Records from a data source:
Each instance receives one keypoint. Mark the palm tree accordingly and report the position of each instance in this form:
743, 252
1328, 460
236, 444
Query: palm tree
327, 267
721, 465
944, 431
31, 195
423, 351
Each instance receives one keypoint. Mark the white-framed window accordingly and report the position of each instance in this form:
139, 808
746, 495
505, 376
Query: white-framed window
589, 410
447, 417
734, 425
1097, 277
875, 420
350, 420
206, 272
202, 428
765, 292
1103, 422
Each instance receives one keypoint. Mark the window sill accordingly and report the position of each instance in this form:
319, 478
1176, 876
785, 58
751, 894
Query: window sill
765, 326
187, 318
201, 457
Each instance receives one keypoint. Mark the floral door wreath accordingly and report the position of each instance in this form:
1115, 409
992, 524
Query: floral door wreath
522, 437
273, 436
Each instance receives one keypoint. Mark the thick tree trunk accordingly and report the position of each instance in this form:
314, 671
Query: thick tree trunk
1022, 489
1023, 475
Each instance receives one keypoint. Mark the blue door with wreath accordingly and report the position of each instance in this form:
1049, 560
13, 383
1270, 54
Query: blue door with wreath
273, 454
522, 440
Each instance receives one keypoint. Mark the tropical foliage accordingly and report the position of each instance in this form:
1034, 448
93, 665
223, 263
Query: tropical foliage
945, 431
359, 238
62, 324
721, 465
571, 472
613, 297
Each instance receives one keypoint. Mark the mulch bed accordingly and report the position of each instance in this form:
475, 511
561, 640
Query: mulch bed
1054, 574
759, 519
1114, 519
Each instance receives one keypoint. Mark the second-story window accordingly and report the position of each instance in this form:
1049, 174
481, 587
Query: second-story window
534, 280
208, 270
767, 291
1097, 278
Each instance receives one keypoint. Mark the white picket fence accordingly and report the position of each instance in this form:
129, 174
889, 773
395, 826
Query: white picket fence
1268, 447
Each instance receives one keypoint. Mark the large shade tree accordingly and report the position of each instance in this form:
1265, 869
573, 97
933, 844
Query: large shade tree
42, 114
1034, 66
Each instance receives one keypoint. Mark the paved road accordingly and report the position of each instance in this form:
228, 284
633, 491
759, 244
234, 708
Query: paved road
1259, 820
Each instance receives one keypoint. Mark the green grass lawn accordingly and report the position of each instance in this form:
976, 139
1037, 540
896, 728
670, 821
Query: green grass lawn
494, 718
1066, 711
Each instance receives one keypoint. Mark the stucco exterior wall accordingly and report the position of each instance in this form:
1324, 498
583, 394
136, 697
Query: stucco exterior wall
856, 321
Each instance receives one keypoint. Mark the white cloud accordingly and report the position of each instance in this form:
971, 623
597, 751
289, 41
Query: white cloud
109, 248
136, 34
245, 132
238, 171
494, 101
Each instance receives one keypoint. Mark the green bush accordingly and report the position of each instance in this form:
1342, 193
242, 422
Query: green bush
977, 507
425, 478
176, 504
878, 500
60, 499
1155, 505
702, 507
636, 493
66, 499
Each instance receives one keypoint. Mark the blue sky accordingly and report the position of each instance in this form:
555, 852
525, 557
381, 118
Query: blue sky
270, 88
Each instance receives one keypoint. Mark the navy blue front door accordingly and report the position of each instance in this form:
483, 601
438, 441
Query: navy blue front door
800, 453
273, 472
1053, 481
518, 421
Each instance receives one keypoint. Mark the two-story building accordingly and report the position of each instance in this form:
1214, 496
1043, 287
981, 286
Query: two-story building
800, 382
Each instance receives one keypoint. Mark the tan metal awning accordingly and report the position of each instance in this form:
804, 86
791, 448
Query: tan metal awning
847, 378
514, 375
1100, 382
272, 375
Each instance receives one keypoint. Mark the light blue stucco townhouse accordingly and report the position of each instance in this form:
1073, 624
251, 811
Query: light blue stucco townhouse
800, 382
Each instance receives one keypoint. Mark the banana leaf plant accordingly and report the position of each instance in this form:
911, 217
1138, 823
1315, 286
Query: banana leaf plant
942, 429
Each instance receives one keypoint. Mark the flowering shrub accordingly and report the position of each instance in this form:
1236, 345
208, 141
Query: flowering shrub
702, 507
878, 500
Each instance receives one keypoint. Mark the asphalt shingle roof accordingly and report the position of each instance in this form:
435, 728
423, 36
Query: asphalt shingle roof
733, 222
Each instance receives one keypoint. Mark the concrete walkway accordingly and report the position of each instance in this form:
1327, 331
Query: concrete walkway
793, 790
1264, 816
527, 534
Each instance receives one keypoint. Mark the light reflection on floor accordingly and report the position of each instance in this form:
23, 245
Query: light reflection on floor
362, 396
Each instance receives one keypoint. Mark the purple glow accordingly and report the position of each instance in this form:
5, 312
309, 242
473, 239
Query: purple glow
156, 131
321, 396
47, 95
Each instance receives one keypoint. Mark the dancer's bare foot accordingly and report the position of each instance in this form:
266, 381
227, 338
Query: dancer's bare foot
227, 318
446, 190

What you need to do: Line by line, copy the data above exactly as it reads.

Output:
Each instance receives one keypoint. Mark the palm tree accordingly and report the position of each instance in this form:
743, 252
1328, 460
236, 444
Query: palm tree
327, 267
721, 465
944, 431
31, 195
423, 351
Each instance receives one keypoint. Mark the white-framed window accordingly and report the position of each instance in this form:
139, 808
746, 495
505, 376
Query: white-framed window
589, 410
447, 417
734, 425
1097, 277
875, 420
350, 420
206, 272
202, 428
765, 292
1103, 422
Each instance receives one keypoint. Mark the window sill accordingly and report the position of each instance in this form:
319, 478
1176, 876
785, 58
751, 894
Query: window sill
765, 326
187, 318
201, 457
Each instance receives one keypoint. Mark the floral door wreath accordingly and report the position of each instance in this form:
1115, 409
992, 524
Query: floral door wreath
522, 437
273, 436
Each instance receives one keypoint. Mark the thick tree trunk accordingly and report the position of each instance in this form:
314, 671
Query: thick tree trunk
1022, 489
1023, 475
Each instance receives one keypoint. Mark the blue door with wreath accordingly and report the position of each instance in this form:
1049, 560
13, 383
1270, 54
Query: blue door with wreath
273, 454
522, 440
Each instance receives one keypoint. Mark the tropical foliage accordingly and report the position of each instance in this form:
1034, 448
93, 665
223, 263
Query: tropical foliage
945, 431
359, 238
62, 324
721, 465
571, 472
613, 297
Each instance receives one keypoint. Mark the mulch bed accordingly and report the position of each instance in this form:
475, 511
561, 640
Query: mulch bed
1054, 574
759, 519
1114, 519
Each instance receives one keypoint. Mark the second-story window accordingly and report the position of each instance in this form:
1049, 174
481, 587
Query: second-story window
534, 280
208, 270
767, 291
1097, 278
Each instance receives one keypoint. Mark the white picket fence accordingly and report the position of each instance in this form:
129, 174
889, 773
395, 826
Query: white picket fence
1268, 447
Each instance receives one keypoint. Mark the large shade tree accordingly and report the position of each instance in this form:
1265, 869
573, 97
933, 844
Query: large shade tree
42, 114
1034, 66
Each instance receives one keypoint. Mark the paved road accordingly and report the position of each instance in this form:
228, 284
633, 491
759, 244
234, 708
Query: paved road
1259, 820
Each instance receives one keypoint. Mark the green grass lawn accordingly and report the position of each instance in this form:
976, 139
1037, 540
896, 728
670, 821
Query: green grass lawn
494, 718
1066, 711
Each instance receives one keypoint. Mark the stucco exterior wall accordingly and report the position of each instance in this form:
1324, 498
583, 394
136, 697
Query: stucco exterior wall
856, 321
Each instance receives one keypoint. Mark the white cloud accordingly and report the position of each instance in this form:
971, 623
597, 751
289, 41
Query: white cloud
109, 248
136, 34
245, 132
238, 171
494, 101
Each instance receives one keypoint. Mark the green bush accordingly and report the position of each instance in this form:
1342, 193
242, 422
Query: green bush
977, 507
425, 478
176, 504
878, 500
60, 499
1155, 505
702, 507
636, 493
66, 499
Each instance receives one keypoint. Mark the blue sky accordingly and report the position of each instance in this form:
555, 852
525, 557
381, 118
Query: blue sky
270, 88
Each instance receives one keypoint. Mark the navy blue front door accordingly and report the position of each instance in this form:
483, 601
438, 441
Query: navy blue front door
800, 453
273, 472
1053, 481
518, 421
Each instance receives one keypoint. Mark the two-story building accordingly and report the position of each instance in this form:
1214, 496
1043, 287
981, 286
Query: two-story building
800, 382
Each instance receives one keypoint. Mark the tan metal awning accordingly and report the position of each instance in this form:
804, 86
791, 448
Query: tan metal awning
847, 378
514, 375
1100, 382
272, 375
Each instance receives one keypoint. Mark the light blue stucco townhouse accordingly and report the position of each instance in this form:
1073, 624
251, 811
Query: light blue stucco townhouse
800, 382
Each instance receives one keypoint. Mark the banana leaf plant accordingly and report the position of each instance in this form:
911, 217
1138, 823
1315, 286
Query: banana leaf plant
942, 429
Each instance receives one keypoint. Mark the flowering shrub accordingly and report the position of each instance in this form:
1236, 345
208, 141
Query: flowering shrub
702, 507
878, 500
Each instance receives one keypoint. Mark the asphalt shingle roof accordingly and report the position of each instance in this form:
435, 728
423, 36
Query: asphalt shingle roof
733, 222
Each instance receives one keypoint. Mark the concrete walkway accordingly and report the position of each instance in this form:
1327, 331
Query: concrete walkway
793, 790
1264, 816
527, 534
Each instance receives one keypoint. Mark the light reflection on floor accordingly and report the position of each instance in this form:
23, 245
Query: light reflection on floor
362, 396
Each instance receives one keypoint. Mark the purple glow accordingly and report the position of each instance in this form:
5, 312
309, 242
473, 239
Query: purple glow
156, 131
321, 396
47, 95
Each instance receives one keypoint. Mark the dancer's bare foot accordingly and report the position of each instance in this form:
266, 381
227, 338
Query: dancer's bare foot
227, 318
446, 190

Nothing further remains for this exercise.